---------- Given text ----------
- Episode no.: Season 17 Episode 21
- Directed by: Raymond S. Persi
- Written by: J. Stewart Burns
- Production code: HABF14
- Original air date: May 14, 2006

Guest appearances
- Melanie Griffith as herself; Larry Hagman as Wallace Brady;

Episode features
- Chalkboard gag: "Je ne parle pas français" (French for “I don't speak French”)
- Couch gag: A photographer takes the Simpsons' picture, which sets off a slideshow of events from 2006 to 2013.
- Commentary: Al Jean; J. Stewart Burns; Matt Selman; Tim Long; Marc Wilmore; Raymond S. Persi;

Episode chronology
| ← Previous "Regarding Margie" | Next → "Marge and Homer Turn a Couple Play" |
- The Simpsons season 17

= The Monkey Suit =

"The Monkey Suit" is the twenty-first and penultimate episode of the seventeenth season of the American animated television series The Simpsons. It originally aired on the Fox network in the United States on May 14, 2006. In the episode, Ned Flanders is shocked after seeing a new display at the museum about evolution. Together with Reverend Lovejoy, he spreads the religious belief of creationism in Springfield, and at a later town meeting, teaching evolution is made illegal. As a result, Lisa decides to hold secret classes for people interested in evolution. However, she is quickly arrested and a trial against her is initiated.
---------- Provided material ----------
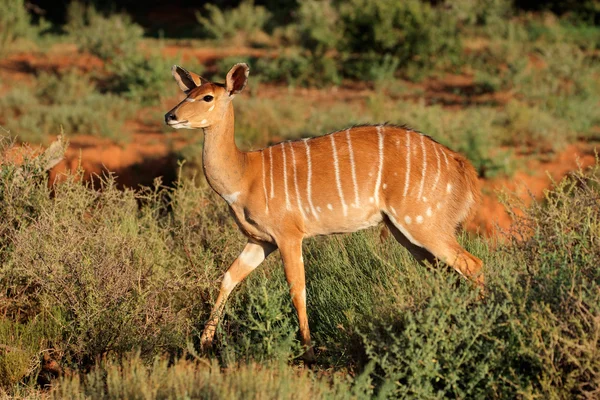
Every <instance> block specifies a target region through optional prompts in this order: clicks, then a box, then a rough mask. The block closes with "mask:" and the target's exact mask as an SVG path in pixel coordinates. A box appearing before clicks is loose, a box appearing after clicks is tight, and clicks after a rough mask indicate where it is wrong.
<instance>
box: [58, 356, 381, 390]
----------
--- Task ---
Resume the article about the Simpsons episode "The Monkey Suit" from the point where it stops. The lines have nothing to do with this.

--- Answer to this exercise ---
J. Stewart Burns wrote "The Monkey Suit", for which he received inspiration from the 1925 Scopes Monkey Trial. The episode features a few references to this legal case, as well as several references to popular culture. Many analysts have commented on the episode's treatment of the creation–evolution controversy, a dispute about the origin of humanity between those who support a creationist view based upon their religious beliefs, versus those who accept evolution, as supported by scientific evidence.

Critics have given the episode generally positive reviews, praising it for its satire of the creation-evolution debate. "The Monkey Suit" has won an award from the Independent Investigations Group (IIG) for being "one of those rare shows in the media that encourage science, critical thinking, and ridicule those shows that peddle pseudoscience and superstition." In 2007, a scene from the episode was highlighted in the scientific journal Nature.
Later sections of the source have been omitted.